▸ Page extract
Search for S Korean fishermen ends

Crews from New Zealand have called off hunt for 17 missing fishermen from a South Korean trawler.

Rescuers have abandoned the search for 17 fishermen lost after a South Korean trawler sank in waters off Antarctica, saying there is no hope they survived a tragedy.

Five crew died immediately after the the 614-tonne Number One Insung, with 42 trawlermen aboard, went down in the remote area on Monday in an accident the boat’s owners said may have been caused by an iceberg.

Twenty fishermen were rescued by another South Korean vessel.

‘Unforgiving environment’

There were initial hopes some of the missing crew may have scrambled onto a lifeboat but they were dashed when three South Korean trawlers searched overnight and found no sign of the men.

The missing could not have endured 30 hours in the Southern Ocean without proper immersion suits, Maritime New Zealand said.

“Survival times for crew members in the water would be very short,” Dave Wilson, rescue co-ordinator, said.

“The medical advice is that those who did not suffer cardiac arrest on entering the water would likely be unconscious after one hour, and unable to be resuscitated after two hours.”

▸ Work to be completed
Copy the news report from "Crews from New" up to and including "by an iceberg.", changing "Rescuers" to "Searchers". The material is unrelated to the news report.

▸ Entries supplied
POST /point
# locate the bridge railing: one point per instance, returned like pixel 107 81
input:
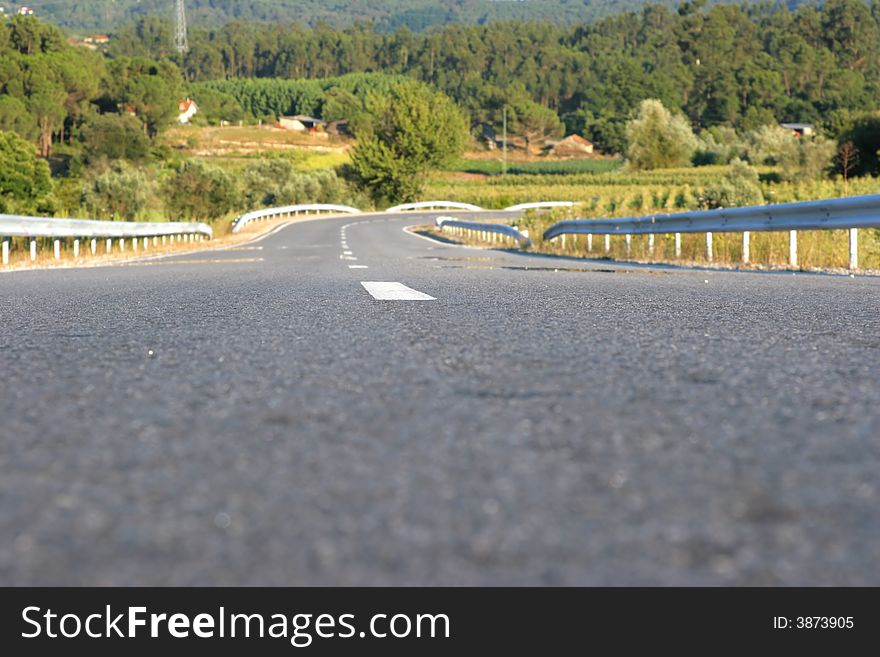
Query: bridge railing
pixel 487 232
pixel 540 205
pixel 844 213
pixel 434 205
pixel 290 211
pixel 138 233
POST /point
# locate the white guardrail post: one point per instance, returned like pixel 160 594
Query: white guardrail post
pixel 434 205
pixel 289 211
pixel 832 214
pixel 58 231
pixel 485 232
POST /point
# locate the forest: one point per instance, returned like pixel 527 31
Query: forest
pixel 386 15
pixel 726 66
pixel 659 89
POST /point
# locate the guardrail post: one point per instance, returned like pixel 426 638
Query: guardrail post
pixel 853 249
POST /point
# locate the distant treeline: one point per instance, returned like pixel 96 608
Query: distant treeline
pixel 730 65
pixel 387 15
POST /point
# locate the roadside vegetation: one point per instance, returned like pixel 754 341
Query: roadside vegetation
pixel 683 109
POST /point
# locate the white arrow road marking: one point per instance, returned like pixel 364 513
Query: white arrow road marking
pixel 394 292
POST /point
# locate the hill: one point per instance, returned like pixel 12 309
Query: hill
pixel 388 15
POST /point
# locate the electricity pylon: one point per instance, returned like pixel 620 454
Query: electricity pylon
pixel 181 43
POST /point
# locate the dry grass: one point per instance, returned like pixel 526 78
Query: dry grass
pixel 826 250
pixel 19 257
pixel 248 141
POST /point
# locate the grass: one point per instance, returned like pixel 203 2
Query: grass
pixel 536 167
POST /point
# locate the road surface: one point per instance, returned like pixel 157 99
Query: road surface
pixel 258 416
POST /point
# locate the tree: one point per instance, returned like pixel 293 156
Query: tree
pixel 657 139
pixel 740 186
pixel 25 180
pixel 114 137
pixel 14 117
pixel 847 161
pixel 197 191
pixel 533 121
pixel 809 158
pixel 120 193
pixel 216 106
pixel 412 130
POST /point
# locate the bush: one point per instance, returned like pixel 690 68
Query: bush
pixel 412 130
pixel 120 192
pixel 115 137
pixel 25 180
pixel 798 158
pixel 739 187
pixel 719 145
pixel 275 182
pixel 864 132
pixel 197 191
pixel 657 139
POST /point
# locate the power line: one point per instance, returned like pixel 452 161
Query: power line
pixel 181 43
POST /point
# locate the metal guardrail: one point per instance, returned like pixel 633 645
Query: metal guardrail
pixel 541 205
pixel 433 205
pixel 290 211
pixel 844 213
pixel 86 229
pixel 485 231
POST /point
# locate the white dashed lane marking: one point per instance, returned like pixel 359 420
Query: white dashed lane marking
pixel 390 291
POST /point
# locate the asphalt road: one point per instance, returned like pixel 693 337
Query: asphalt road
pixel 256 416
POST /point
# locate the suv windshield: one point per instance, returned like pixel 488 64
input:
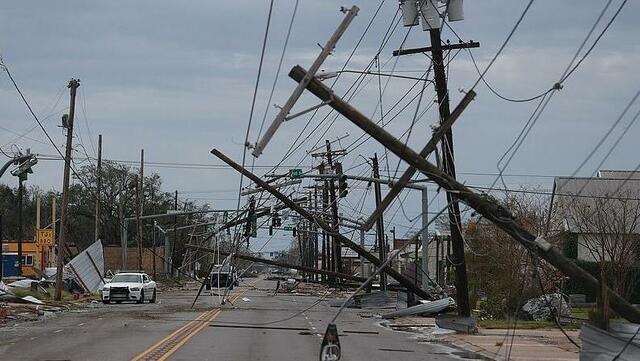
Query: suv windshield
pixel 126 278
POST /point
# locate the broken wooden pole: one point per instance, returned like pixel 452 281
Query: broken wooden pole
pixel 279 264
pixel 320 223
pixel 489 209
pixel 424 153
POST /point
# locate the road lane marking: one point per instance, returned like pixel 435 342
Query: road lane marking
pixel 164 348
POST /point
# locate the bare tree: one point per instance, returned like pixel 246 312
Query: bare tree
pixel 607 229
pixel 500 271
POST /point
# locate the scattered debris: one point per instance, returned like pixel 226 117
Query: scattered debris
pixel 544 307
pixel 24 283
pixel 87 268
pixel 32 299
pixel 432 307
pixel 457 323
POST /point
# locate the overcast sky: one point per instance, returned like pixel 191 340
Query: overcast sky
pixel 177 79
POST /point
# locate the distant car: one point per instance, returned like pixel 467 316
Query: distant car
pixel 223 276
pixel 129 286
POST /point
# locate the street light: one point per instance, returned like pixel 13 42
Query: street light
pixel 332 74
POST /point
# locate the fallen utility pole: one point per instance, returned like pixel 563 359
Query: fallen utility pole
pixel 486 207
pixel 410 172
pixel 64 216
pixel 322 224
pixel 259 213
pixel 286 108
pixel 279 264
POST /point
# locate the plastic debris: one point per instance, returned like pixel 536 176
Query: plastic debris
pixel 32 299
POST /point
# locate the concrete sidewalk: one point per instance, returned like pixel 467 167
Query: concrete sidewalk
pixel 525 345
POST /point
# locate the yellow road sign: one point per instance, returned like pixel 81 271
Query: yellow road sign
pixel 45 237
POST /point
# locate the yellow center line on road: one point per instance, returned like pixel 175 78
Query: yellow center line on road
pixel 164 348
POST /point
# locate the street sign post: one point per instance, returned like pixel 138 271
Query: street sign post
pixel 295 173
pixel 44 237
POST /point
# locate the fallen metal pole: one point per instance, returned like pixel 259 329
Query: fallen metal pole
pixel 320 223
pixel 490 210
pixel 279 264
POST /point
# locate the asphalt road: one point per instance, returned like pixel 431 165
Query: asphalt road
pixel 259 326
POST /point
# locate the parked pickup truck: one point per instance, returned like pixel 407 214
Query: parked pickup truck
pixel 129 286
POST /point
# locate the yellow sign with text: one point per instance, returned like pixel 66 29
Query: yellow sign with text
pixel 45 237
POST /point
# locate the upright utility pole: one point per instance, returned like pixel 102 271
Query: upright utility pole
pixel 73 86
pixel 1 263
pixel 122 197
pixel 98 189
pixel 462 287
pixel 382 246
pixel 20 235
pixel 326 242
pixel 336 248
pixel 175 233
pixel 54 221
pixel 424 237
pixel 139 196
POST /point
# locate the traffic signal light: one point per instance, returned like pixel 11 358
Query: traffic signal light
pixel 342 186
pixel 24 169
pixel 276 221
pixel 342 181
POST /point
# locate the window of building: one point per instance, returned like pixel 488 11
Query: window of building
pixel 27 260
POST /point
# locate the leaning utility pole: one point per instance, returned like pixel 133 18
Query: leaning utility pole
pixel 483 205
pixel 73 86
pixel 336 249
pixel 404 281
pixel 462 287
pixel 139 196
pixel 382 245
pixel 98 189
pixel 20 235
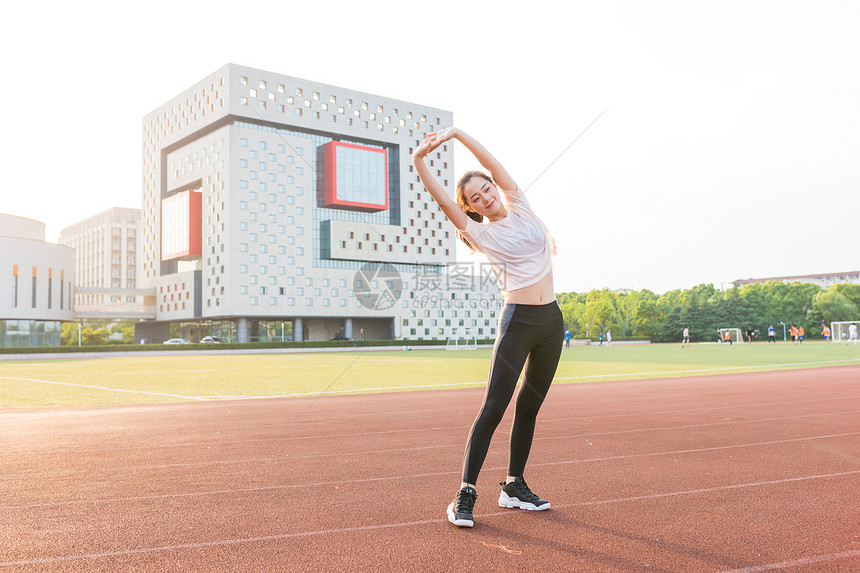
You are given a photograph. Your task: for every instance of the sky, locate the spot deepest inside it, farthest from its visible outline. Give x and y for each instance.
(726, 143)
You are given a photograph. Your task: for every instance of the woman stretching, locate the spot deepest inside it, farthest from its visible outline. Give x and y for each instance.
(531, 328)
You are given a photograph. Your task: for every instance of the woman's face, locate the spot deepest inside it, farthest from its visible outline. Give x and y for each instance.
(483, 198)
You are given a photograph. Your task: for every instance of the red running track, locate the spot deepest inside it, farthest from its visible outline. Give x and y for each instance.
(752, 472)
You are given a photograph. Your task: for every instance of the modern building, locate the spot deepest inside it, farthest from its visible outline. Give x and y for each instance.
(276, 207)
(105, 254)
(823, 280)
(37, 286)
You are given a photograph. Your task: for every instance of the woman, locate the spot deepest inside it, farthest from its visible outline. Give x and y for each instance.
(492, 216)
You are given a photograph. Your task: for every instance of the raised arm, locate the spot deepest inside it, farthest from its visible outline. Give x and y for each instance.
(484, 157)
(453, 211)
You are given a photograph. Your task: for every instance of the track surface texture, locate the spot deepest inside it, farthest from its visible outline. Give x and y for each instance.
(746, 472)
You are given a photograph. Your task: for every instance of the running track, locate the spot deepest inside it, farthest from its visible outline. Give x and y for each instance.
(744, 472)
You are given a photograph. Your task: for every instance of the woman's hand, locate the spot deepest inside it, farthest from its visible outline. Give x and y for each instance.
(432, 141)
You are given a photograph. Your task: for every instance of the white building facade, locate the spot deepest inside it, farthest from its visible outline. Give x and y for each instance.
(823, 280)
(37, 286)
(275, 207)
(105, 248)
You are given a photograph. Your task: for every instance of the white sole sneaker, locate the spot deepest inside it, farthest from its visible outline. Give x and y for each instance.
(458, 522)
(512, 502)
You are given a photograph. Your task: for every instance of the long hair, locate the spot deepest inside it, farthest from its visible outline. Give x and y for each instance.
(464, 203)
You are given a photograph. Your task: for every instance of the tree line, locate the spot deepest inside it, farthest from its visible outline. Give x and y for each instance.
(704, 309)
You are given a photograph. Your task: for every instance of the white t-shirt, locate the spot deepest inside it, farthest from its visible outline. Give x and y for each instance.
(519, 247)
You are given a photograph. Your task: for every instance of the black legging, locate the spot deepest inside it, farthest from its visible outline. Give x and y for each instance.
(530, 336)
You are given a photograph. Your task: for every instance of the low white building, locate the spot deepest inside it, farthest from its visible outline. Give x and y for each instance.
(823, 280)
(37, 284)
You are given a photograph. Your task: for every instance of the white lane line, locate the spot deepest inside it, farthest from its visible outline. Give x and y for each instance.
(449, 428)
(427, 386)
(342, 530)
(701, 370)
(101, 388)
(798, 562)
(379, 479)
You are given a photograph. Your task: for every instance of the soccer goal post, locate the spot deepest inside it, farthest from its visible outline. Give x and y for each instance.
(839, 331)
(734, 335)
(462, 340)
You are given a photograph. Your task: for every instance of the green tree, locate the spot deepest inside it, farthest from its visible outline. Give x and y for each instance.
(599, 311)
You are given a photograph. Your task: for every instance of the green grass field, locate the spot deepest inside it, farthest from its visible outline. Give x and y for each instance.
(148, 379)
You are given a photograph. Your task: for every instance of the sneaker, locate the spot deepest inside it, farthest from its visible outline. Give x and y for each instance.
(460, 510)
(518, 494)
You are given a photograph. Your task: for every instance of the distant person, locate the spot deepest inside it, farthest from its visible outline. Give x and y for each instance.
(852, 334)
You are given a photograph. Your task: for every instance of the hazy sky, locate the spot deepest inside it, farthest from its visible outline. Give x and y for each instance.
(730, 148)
* * *
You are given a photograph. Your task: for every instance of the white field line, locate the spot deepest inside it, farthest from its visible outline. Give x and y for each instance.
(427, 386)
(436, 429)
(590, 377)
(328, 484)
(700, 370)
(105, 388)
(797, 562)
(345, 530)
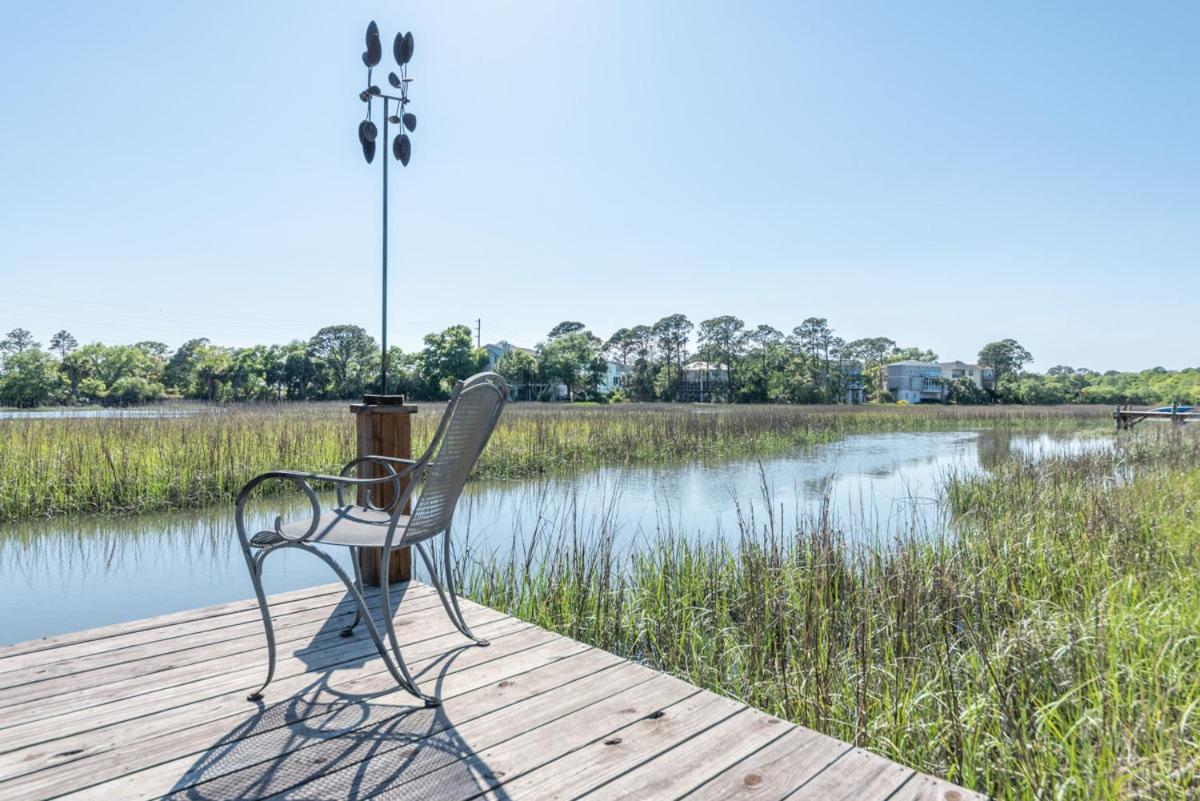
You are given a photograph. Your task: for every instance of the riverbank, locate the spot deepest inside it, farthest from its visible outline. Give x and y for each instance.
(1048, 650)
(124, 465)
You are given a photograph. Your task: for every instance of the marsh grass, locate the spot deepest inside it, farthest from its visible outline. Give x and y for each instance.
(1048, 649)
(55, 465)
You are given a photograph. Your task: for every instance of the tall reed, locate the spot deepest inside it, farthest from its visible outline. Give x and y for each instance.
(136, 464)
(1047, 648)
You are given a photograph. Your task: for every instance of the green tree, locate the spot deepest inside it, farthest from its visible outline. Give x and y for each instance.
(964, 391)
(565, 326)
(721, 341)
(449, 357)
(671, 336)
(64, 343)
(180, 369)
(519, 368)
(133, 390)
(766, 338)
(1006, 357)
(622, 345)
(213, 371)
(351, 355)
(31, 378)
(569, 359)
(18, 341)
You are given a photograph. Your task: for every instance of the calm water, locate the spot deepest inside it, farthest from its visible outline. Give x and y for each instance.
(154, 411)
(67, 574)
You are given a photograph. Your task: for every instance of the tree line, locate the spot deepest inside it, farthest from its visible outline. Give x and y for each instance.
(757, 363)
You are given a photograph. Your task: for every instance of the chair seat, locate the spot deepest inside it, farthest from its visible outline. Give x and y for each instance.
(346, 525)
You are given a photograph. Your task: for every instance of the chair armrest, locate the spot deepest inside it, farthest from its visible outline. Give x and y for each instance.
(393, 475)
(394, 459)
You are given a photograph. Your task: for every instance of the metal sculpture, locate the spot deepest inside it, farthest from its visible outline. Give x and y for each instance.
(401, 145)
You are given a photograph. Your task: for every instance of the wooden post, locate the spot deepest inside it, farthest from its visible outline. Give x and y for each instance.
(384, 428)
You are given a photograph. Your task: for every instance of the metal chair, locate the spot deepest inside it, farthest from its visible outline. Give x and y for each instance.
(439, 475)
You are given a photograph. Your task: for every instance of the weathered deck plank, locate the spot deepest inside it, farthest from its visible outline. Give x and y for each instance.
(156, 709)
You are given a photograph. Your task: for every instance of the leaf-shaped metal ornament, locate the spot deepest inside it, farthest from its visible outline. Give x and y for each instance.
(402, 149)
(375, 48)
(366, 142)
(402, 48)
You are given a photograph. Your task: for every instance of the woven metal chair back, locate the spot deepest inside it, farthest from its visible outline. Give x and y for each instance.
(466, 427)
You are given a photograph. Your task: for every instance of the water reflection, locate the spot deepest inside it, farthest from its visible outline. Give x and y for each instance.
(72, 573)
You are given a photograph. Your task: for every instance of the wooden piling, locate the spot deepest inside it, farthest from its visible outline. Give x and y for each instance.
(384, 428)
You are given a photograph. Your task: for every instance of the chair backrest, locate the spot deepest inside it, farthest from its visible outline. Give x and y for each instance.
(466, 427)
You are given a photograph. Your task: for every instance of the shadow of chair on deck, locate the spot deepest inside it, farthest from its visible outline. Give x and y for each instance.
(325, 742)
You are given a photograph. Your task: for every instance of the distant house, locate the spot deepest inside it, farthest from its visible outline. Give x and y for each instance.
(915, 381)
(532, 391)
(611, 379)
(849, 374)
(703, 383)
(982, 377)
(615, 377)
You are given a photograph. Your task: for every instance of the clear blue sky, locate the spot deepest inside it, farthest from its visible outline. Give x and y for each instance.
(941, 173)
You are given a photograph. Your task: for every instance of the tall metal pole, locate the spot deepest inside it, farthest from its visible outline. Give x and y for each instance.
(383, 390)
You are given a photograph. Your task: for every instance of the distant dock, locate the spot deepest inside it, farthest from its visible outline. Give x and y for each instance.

▸ Answer to this task
Crews from New Zealand have called off hunt for 17 missing fishermen from a South Korean trawler.

Searchers have abandoned the search for 17 fishermen lost after a South Korean trawler sank in waters off Antarctica, saying there is no hope they survived a tragedy.

Five crew died immediately after the the 614-tonne Number One Insung, with 42 trawlermen aboard, went down in the remote area on Monday in an accident the boat’s owners said may have been caused by an iceberg.